Przepisz fragment wspomnienia o ogródku jordanowskim między słowami „Mój bliski świat!” a „dół na piasek.”, łącznie z nimi.

# PODANY TEKST
──────────
Leszek Żuliński – Wspomnienia weterana (54)

0
103

Mój bliski świat!

         Tu, gdzie mieszkam, na parterze, mam świat niewielki, ale wspaniały. Okno pokoju oraz balkon wychodzą prosto na ogródek jordanowski.
         Z rana nic tu szczególnego się nie dzieje… Owszem babcie i dziadkowie z maluchami na ogród przychodzą no i rozpoczyna się zabawa.
         Ogród cały wysypany jest piaskiem i osobną piaskownicą, ale to zupełnie nie wszystko, bowiem przede wszystkim jest tu fantastyczna zjeżdżalnia. Maluchy wspinają się po schodach do góry i fruuuu: zjeżdżają w dół na piasek.
         Są także dwie różne huśtawki mające wielkie uznanie.
         Te dzieciaki nieco starsze same sobie ze wszystkim radzą, więc rodzice czy dziadkowie nie muszą niczego ich uczyć. Siedzą sobie, rozmawiają, często gazety czytają.
         Gorzej jest gdy na takiego malucha trzeba patrzeć nieustannie, aby coś złego mu się nie stało.
         No i zabawa trwa od rana do wieczora, bowiem sam piasek nie wystarczy – trzeba przynieść tu kilka zabawek, wiaderko i łopatkę, i co tam jeszcze chcecie… Trzeba mieć w zapasie trochę wody i coś koniecznie do spałaszowania.

*

         Ja te wszystkie zobowiązania przerabiałem jako młody ojciec. Ale okazało się, że to nie wszystko. Ledwo moja córka i syn pokończyli szkoły, zaczęli pracować, to wnuki w naszej rodzinie się pokazały.
──────────
# FRAGMENT LISTINGU
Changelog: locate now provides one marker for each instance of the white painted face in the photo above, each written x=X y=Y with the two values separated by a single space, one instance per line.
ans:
──────────
# PEŁNA ODPOWIEDŹ
Mój bliski świat!

         Tu, gdzie mieszkam, na parterze, mam świat niewielki, ale wspaniały. Okno pokoju oraz balkon wychodzą prosto na ogródek jordanowski.
         Z rana nic tu szczególnego się nie dzieje… Owszem babcie i dziadkowie z maluchami na ogród przychodzą no i rozpoczyna się zabawa.
         Ogród cały wysypany jest piaskiem i osobną piaskownicą, ale to zupełnie nie wszystko, bowiem przede wszystkim jest tu fantastyczna zjeżdżalnia. Maluchy wspinają się po schodach do góry i fruuuu: zjeżdżają w dół na piasek.